What is required:
From the forum posts below on medicating depression, extract word for word the stretch that begins at the words "Solitaire Rose as" and stops after "that they matter.".

Solitaire Rose as Tom Servo
03:27 / 10.04.03
I can see what you are saying, Ganesh, but in all my time working in the mental health field, depressives are the ones most likely not to take their meds, and the ones most likely to quit taking them once they are out of treatment.

I actually think that medicating depression is a good start, but unless there is also talk-therapy and active help in the person's life, they just become dependent upon medication.

But that's just an opinion.

Unhappiness? That's a different animal, and I tend to think that it's good for a person to be unhappy from time to time. Makes the good times seem like that they matter.
 
 
Ganesh
07:20 / 10.04.03
Nobody likes taking medication, particularly psychotropic medication. I'd say the prize for Least Likely To Comply goes not to depressives but to anorexics, who generally don't want anything past their lips. Or insightless psychotic individuals who don't believe they're ill and see no reason on this Earth why they should take medication. Or those dependent on alcohol or illicit substances, who (broadly speaking) are notoriously dishonest about what they are and aren't taking.

Source information:
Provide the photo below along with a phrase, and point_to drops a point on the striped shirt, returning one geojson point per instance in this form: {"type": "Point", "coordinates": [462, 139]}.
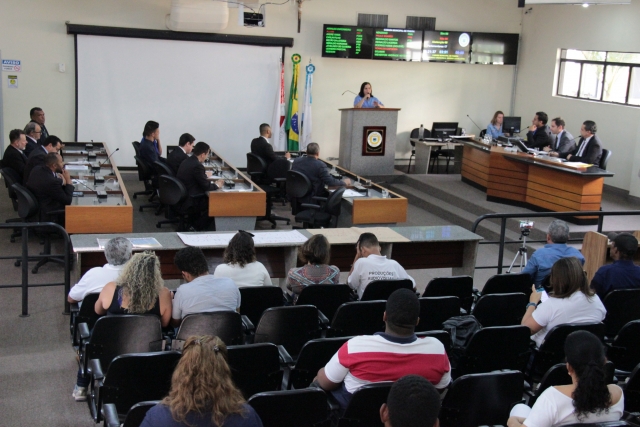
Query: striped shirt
{"type": "Point", "coordinates": [381, 357]}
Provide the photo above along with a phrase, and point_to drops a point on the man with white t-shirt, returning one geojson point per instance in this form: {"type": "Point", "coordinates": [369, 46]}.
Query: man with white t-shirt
{"type": "Point", "coordinates": [388, 355]}
{"type": "Point", "coordinates": [118, 252]}
{"type": "Point", "coordinates": [370, 265]}
{"type": "Point", "coordinates": [202, 292]}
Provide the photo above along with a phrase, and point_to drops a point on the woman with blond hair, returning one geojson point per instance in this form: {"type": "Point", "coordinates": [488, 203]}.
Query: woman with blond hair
{"type": "Point", "coordinates": [139, 289]}
{"type": "Point", "coordinates": [202, 393]}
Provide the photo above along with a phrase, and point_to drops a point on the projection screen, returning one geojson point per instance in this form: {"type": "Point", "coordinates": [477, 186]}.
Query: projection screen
{"type": "Point", "coordinates": [220, 93]}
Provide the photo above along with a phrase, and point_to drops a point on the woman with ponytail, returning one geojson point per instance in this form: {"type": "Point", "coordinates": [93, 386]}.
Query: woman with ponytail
{"type": "Point", "coordinates": [588, 399]}
{"type": "Point", "coordinates": [202, 393]}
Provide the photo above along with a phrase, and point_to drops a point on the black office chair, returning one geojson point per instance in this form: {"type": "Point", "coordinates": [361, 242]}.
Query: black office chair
{"type": "Point", "coordinates": [382, 289]}
{"type": "Point", "coordinates": [457, 286]}
{"type": "Point", "coordinates": [134, 417]}
{"type": "Point", "coordinates": [435, 310]}
{"type": "Point", "coordinates": [623, 306]}
{"type": "Point", "coordinates": [257, 169]}
{"type": "Point", "coordinates": [298, 187]}
{"type": "Point", "coordinates": [11, 177]}
{"type": "Point", "coordinates": [324, 214]}
{"type": "Point", "coordinates": [29, 211]}
{"type": "Point", "coordinates": [500, 309]}
{"type": "Point", "coordinates": [327, 298]}
{"type": "Point", "coordinates": [604, 158]}
{"type": "Point", "coordinates": [186, 207]}
{"type": "Point", "coordinates": [481, 399]}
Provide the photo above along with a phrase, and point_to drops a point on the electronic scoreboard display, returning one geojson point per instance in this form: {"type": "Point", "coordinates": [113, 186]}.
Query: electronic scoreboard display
{"type": "Point", "coordinates": [397, 44]}
{"type": "Point", "coordinates": [345, 41]}
{"type": "Point", "coordinates": [446, 46]}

Task result:
Solitaire Rose as Tom Servo
03:27 / 10.04.03
I can see what you are saying, Ganesh, but in all my time working in the mental health field, depressives are the ones most likely not to take their meds, and the ones most likely to quit taking them once they are out of treatment.

I actually think that medicating depression is a good start, but unless there is also talk-therapy and active help in the person's life, they just become dependent upon medication.

But that's just an opinion.

Unhappiness? That's a different animal, and I tend to think that it's good for a person to be unhappy from time to time. Makes the good times seem like that they matter.